課題のねらい:
以下の記録の各行を、1行につき1つの文字列とし空行を除いたJSONリストで表すと、どうなりますか。

課題資料:
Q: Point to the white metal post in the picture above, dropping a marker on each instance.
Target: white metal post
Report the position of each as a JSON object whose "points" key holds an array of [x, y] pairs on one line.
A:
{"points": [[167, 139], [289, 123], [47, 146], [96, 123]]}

解答:
[
  "Q: Point to the white metal post in the picture above, dropping a marker on each instance.",
  "Target: white metal post",
  "Report the position of each as a JSON object whose \"points\" key holds an array of [x, y] pairs on one line.",
  "A:",
  "{\"points\": [[167, 139], [289, 123], [47, 146], [96, 123]]}"
]